> [WORK TO DO] Everything from the line containing "In this exercise you will locate the metal" through the final line of the records must be transcribed verbatim; nothing else belongs in the result.
::: DATA EXCERPTS
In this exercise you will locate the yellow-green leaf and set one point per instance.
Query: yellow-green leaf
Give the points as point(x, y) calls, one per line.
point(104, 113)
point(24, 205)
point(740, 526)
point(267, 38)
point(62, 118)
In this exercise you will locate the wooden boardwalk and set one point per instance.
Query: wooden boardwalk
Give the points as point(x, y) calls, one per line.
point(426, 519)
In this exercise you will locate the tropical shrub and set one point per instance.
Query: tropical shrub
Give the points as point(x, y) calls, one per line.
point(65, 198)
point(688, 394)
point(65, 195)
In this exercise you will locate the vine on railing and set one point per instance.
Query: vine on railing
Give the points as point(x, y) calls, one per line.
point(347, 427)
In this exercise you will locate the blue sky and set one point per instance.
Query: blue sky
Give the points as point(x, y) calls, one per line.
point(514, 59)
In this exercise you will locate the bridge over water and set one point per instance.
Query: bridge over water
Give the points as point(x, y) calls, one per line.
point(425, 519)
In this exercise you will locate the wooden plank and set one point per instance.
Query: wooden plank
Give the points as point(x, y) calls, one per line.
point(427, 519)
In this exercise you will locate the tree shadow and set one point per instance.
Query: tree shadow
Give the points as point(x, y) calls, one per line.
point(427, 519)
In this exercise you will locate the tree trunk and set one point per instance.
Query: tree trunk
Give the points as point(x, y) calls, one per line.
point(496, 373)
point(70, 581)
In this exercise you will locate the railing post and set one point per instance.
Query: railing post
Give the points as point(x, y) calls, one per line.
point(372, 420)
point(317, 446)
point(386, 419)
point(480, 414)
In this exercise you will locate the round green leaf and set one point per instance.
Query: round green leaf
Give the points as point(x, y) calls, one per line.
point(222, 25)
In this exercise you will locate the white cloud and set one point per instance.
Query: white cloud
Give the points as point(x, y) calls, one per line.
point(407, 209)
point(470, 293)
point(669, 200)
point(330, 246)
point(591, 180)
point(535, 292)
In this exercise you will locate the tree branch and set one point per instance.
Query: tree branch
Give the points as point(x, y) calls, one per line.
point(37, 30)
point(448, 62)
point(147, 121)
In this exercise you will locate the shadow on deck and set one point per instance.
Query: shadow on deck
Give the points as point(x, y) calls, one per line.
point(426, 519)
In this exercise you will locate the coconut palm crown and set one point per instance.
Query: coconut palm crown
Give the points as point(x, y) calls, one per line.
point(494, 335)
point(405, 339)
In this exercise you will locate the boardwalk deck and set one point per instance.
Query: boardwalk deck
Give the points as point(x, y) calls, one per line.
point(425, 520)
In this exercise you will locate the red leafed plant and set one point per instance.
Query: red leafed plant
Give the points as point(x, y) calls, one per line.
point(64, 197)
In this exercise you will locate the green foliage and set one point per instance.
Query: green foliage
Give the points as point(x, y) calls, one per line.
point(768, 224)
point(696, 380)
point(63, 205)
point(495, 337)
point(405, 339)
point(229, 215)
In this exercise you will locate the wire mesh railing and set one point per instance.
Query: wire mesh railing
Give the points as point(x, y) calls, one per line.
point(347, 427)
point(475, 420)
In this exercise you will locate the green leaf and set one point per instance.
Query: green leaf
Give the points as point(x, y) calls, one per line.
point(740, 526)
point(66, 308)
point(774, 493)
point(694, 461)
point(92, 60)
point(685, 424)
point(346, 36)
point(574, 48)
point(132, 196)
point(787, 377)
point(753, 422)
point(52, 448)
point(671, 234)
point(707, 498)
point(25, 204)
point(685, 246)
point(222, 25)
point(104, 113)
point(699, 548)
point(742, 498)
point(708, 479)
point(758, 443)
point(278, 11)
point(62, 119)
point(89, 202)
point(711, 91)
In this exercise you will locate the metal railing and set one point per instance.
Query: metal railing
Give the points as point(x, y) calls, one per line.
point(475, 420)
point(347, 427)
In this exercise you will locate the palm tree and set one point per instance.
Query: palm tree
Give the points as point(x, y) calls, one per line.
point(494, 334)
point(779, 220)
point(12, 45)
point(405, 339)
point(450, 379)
::::::
> [EXPECTED ANSWER]
In this exercise you will locate the metal railing and set one point per instance.
Query: metal railing
Give the points as point(x, y) calls, one per line.
point(475, 420)
point(347, 427)
In this exercise you will locate the palm tree and set one point per instance.
Query: palm tree
Give the points as point(x, y) calls, one per line.
point(494, 334)
point(779, 220)
point(12, 45)
point(405, 339)
point(450, 379)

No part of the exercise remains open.